● Task directions:
Extract each line of the data and write it out again exactly.

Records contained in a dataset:
============
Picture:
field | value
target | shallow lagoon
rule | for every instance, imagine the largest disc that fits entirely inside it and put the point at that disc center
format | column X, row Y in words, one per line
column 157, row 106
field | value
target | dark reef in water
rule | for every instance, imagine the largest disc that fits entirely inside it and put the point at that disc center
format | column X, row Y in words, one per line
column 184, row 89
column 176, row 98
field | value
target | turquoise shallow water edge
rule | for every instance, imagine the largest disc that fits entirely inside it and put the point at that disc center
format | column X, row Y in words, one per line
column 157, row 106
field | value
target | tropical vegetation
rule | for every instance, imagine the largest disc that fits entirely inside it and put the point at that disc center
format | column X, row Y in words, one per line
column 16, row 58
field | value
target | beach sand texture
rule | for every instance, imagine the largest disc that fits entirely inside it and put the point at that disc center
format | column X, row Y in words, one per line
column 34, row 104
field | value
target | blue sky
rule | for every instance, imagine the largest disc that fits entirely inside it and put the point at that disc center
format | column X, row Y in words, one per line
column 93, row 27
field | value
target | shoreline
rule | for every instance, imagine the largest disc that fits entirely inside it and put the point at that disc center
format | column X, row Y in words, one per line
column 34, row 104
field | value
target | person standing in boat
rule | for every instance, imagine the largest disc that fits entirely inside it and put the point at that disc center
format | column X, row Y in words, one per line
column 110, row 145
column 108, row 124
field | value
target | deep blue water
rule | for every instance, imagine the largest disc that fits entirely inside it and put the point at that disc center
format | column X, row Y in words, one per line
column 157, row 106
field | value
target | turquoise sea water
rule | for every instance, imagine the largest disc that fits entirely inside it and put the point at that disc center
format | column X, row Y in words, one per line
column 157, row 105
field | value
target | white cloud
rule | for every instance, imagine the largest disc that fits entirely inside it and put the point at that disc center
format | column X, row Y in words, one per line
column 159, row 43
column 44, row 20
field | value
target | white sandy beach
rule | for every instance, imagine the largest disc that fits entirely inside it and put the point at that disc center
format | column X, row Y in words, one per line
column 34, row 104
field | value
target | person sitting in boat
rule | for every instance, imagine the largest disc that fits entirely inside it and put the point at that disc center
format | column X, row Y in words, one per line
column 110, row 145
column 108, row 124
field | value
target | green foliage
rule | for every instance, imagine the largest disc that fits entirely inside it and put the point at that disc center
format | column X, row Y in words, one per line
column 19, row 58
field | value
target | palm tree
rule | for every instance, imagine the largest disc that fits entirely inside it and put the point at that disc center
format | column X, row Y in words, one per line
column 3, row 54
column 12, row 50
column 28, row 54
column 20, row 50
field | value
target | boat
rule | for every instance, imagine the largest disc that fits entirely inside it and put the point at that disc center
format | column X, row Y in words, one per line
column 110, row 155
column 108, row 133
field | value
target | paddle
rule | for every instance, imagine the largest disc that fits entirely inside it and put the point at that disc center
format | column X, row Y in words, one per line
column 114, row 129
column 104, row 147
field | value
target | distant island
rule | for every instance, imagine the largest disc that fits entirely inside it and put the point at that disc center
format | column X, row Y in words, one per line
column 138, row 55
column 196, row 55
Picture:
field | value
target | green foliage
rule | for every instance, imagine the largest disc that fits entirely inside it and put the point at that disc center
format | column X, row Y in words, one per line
============
● Solution for this task:
Picture:
field | value
target | shallow lagoon
rule | for every instance, imagine the largest disc that fits entirely inside it and put the point at that disc center
format | column X, row Y in words, one per line
column 157, row 106
field | value
target | dark reef in water
rule | for every instance, imagine the largest disc that fits entirely inside it and put the point at that disc center
format | column X, row Y in words, one per line
column 184, row 89
column 176, row 98
field | value
target | turquoise shallow water edge
rule | for every instance, imagine the largest disc that fits entirely inside it and put the point at that disc center
format | column X, row Y in words, one per line
column 157, row 106
field | value
target | tropical vegetation
rule | for every instance, imagine the largest disc that fits entirely inside it and put the point at that disc center
format | column X, row Y in words, one per line
column 16, row 58
field | value
target | beach sand texture
rule | for every instance, imagine the largest disc that fits entirely inside it and put the point at that disc center
format | column X, row Y in words, one per line
column 34, row 104
field | value
target | blue sky
rule | for every instance, imagine the largest disc that fits entirely inside it and put the point at that disc center
format | column X, row Y in words, one per line
column 93, row 27
field | value
target | shoreline
rule | for every instance, imagine the largest disc that fits entirely inside it and put the point at that disc center
format | column X, row Y in words, one per line
column 34, row 104
field | value
target | person standing in boat
rule | for every instance, imagine the largest disc that fits entirely inside it and put the point at that disc center
format | column X, row Y in words, one per line
column 110, row 145
column 108, row 124
field | value
target | deep blue water
rule | for every instance, imagine the largest disc that fits entirely inside it and put the point at that disc center
format | column X, row Y in words, one per line
column 157, row 106
field | value
target | turquoise sea water
rule | for every instance, imagine the largest disc that fits entirely inside it and put the point at that disc center
format | column X, row Y in words, one per line
column 157, row 105
field | value
target | white cloud
rule | for every instance, imagine the largest disc that fits entirely inside it and put the point at that disc center
format | column X, row Y in words, one per line
column 159, row 43
column 44, row 20
field | value
target | white sandy beach
rule | for every instance, imagine the largest disc that fits entirely inside it and put the point at that disc center
format | column X, row Y in words, one per line
column 34, row 104
field | value
target | person sitting in boat
rule | for every instance, imagine the largest disc that fits entirely inside it and put the point at that disc center
format | column X, row Y in words, one per line
column 110, row 145
column 108, row 124
field | value
target | green foliage
rule | for every instance, imagine the largest disc that fits entirely inside it and put the point at that disc center
format | column X, row Y in words, one per line
column 19, row 58
field | value
target | palm tree
rule | for every instance, imagine the largest disc that fits entirely inside it and put the point at that disc center
format | column X, row Y in words, one per line
column 3, row 54
column 12, row 50
column 28, row 54
column 20, row 50
field | value
target | boat
rule | for every instance, imagine the largest disc that fits entirely inside it and put the point at that disc center
format | column X, row Y in words, one per line
column 110, row 155
column 108, row 133
field | value
target | paddle
rule | for every instance, imagine the largest disc that fits entirely inside it and put the point at that disc center
format | column X, row Y in words, one per line
column 114, row 129
column 104, row 147
field | value
target | distant island
rule | for every instance, imagine the largest disc that fits entirely inside it and put the point at that disc center
format | column X, row Y in words, one per line
column 138, row 55
column 196, row 55
Picture:
field | value
target | green foliage
rule | for every instance, imagine the largest disc that fits entirely inside it and put the point at that disc center
format | column X, row Y in words, one per line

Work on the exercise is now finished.